* What you need to do
Extract verbatim the passage of the CCX observability text that begins with the words containing "This page describes" and ends with "in this document.".

* Exercise text
►

Observability
CCX delivers the observability stack as a separate deployment available as a Helm chart.
This page describes how to set up observability. The observability solution for CCX relies heavily on VictoriaMetrics/VM-alerts (or Prometheus/AlertManager) with Grafana for visualisation. We recommend using VictoriaMetrics and hence Prometheus is not covered in any more detail in this document.
Moreover, the datastores are also visualized in the ClusterControl UI.
Overview
This stack uses:
- Victoria metrics - Prometheus compatibile observability for metrics and alerting (vmsingle/vmalert or vmcluster/vmagent/vmalert)

◄

* Records supplied
►

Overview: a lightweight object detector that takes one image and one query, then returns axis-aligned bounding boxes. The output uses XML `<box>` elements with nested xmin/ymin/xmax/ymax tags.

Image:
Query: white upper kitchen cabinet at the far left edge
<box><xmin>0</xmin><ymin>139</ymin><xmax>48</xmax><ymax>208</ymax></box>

◄
►

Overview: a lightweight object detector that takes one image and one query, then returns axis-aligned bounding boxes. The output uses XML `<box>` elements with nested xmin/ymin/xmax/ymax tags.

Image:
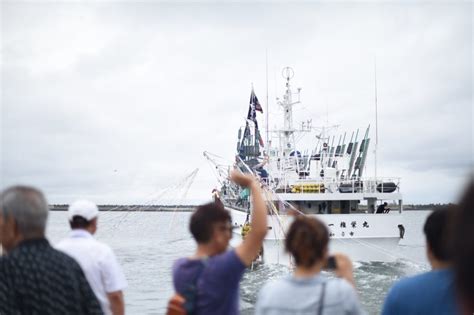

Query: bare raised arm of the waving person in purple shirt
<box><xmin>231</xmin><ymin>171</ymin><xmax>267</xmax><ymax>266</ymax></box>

◄
►

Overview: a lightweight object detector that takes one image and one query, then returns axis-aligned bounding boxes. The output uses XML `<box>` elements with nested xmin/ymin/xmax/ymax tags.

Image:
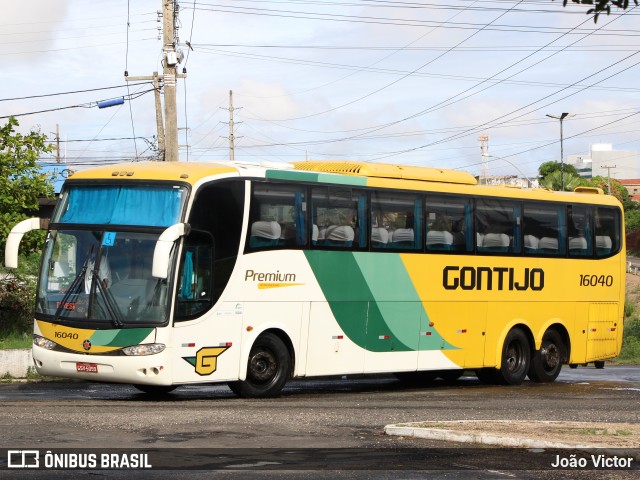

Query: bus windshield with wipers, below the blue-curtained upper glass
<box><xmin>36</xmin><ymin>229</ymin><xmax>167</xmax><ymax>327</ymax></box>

◄

* Response below
This page describes how to set up observability. The observability solution for CCX relies heavily on VictoriaMetrics/VM-alerts (or Prometheus/AlertManager) with Grafana for visualisation. We recommend using VictoriaMetrics and hence Prometheus is not covered in any more detail in this document.